_Problem to solve:_
Skip all pictures. Set down only the lines starting at the line containing "Locate the bush;" and running to the end of the listing.

_Data extract:_

.....

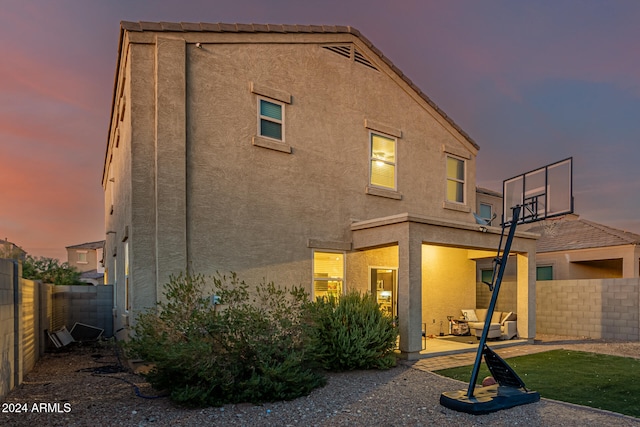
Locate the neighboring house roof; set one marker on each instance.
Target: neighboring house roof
(92, 274)
(91, 245)
(488, 192)
(562, 234)
(277, 28)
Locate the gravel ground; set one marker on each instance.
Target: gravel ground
(73, 394)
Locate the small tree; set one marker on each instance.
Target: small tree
(50, 270)
(250, 348)
(351, 332)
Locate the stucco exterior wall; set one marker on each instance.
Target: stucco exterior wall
(599, 309)
(194, 185)
(208, 205)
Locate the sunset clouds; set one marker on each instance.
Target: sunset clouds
(531, 82)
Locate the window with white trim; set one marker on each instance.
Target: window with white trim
(455, 179)
(382, 165)
(271, 119)
(328, 274)
(82, 257)
(486, 212)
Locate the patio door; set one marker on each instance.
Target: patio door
(385, 287)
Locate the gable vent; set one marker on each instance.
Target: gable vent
(349, 51)
(340, 50)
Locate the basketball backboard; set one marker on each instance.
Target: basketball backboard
(543, 193)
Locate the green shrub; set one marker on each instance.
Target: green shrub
(250, 348)
(351, 332)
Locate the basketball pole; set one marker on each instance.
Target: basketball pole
(502, 261)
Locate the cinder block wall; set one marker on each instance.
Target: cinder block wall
(7, 327)
(30, 302)
(90, 305)
(595, 308)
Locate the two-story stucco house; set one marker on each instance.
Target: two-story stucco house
(299, 155)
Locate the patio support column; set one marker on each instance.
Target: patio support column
(526, 305)
(631, 264)
(410, 294)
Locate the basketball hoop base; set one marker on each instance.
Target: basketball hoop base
(487, 399)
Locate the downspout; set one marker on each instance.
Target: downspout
(17, 341)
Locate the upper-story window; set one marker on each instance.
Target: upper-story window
(455, 179)
(383, 161)
(486, 212)
(271, 118)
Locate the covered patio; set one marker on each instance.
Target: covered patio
(437, 274)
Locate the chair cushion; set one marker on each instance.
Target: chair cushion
(508, 317)
(470, 315)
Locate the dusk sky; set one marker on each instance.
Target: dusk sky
(532, 82)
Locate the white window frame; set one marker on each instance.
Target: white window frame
(372, 159)
(327, 279)
(463, 180)
(271, 119)
(490, 211)
(81, 261)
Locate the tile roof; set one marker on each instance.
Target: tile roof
(562, 234)
(90, 245)
(284, 28)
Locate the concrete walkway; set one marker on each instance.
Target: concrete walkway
(455, 360)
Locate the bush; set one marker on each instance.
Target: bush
(251, 348)
(351, 332)
(50, 270)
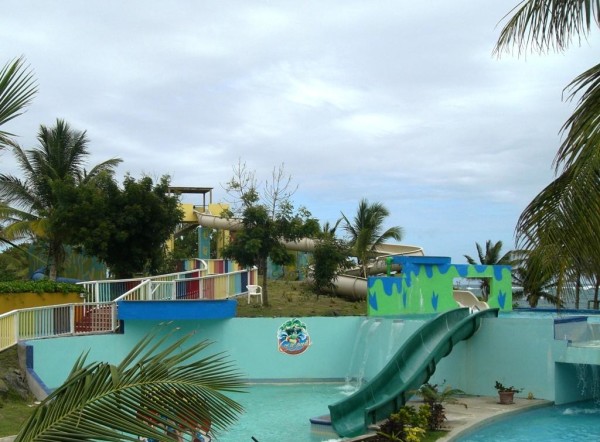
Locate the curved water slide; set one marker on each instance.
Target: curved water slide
(411, 366)
(349, 284)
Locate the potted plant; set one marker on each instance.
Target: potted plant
(506, 394)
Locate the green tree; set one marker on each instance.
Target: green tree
(366, 231)
(329, 257)
(17, 89)
(49, 170)
(564, 215)
(126, 228)
(161, 384)
(535, 280)
(262, 238)
(268, 220)
(491, 256)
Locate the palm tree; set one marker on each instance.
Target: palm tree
(17, 89)
(366, 231)
(534, 278)
(160, 390)
(564, 216)
(492, 256)
(30, 205)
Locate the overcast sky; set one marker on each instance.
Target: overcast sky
(399, 102)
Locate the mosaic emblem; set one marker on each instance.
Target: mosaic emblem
(293, 337)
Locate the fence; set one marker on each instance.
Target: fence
(57, 320)
(211, 287)
(98, 314)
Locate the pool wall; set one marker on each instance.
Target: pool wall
(515, 351)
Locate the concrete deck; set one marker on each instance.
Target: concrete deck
(480, 411)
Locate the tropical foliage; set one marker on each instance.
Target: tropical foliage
(127, 228)
(564, 218)
(262, 238)
(29, 205)
(268, 221)
(491, 256)
(17, 89)
(366, 231)
(435, 397)
(533, 280)
(162, 389)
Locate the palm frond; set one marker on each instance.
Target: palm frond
(160, 385)
(17, 89)
(582, 129)
(543, 25)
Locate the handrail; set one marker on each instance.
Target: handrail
(98, 314)
(56, 320)
(220, 286)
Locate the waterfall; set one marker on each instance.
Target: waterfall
(589, 380)
(360, 355)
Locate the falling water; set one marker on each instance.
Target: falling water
(360, 354)
(359, 337)
(589, 380)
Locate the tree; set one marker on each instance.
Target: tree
(261, 238)
(329, 257)
(160, 388)
(49, 170)
(126, 228)
(268, 220)
(534, 278)
(492, 256)
(572, 200)
(17, 89)
(366, 231)
(243, 190)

.....

_Task output:_
Locate the bush; set one marker on each instance.
Target: bush
(251, 348)
(351, 332)
(50, 270)
Locate the curved water slide; set one marker on each instance.
Target: curved water slide
(411, 366)
(349, 284)
Locate the potted plant; set one marker on each instance.
Target: potted plant
(506, 394)
Locate the green tree; set one marker on each instance.
Target: green tree
(366, 231)
(329, 257)
(17, 89)
(49, 170)
(564, 215)
(126, 228)
(161, 384)
(535, 280)
(262, 238)
(268, 220)
(491, 256)
Locate the palm tree; set one marker on each instance.
Target: palm tree
(17, 89)
(366, 231)
(534, 278)
(160, 390)
(564, 216)
(492, 256)
(30, 205)
Locate the overcast sky; set one marker on each instance.
Target: overcast sky
(399, 102)
Locate the mosaic emblem; set one marker on each instance.
Target: mosaic emblem
(293, 337)
Locate the fence; set one marker on each instance.
Target: fence
(57, 320)
(211, 287)
(98, 314)
Locate the pool wall; set one marker on each instance.
Target: pool wall
(515, 351)
Locate the concrete deck; set one marker on each instance.
Target: concrete deck
(480, 411)
Locate the tropical foliage; set one marker on each instance.
Target: tropical foliage
(127, 228)
(564, 218)
(262, 238)
(29, 205)
(268, 221)
(491, 256)
(17, 89)
(366, 231)
(435, 397)
(533, 280)
(162, 389)
Locate the palm frond; set one marker on each instance.
Target: palm frond
(160, 385)
(17, 89)
(582, 129)
(543, 25)
Locate the handrail; set one marker on each instance.
Target: handrail
(98, 314)
(56, 320)
(220, 286)
Locate the waterfall; set one marker on each instance.
Target: waterfall
(589, 380)
(360, 355)
Locate the falling water; set one marker on each instance.
Target: falling water
(360, 354)
(359, 337)
(589, 380)
Locate the tree; set one marker on each instance.
Target: tree
(261, 238)
(329, 257)
(160, 388)
(49, 170)
(126, 228)
(268, 220)
(534, 278)
(492, 256)
(572, 200)
(17, 89)
(366, 231)
(243, 190)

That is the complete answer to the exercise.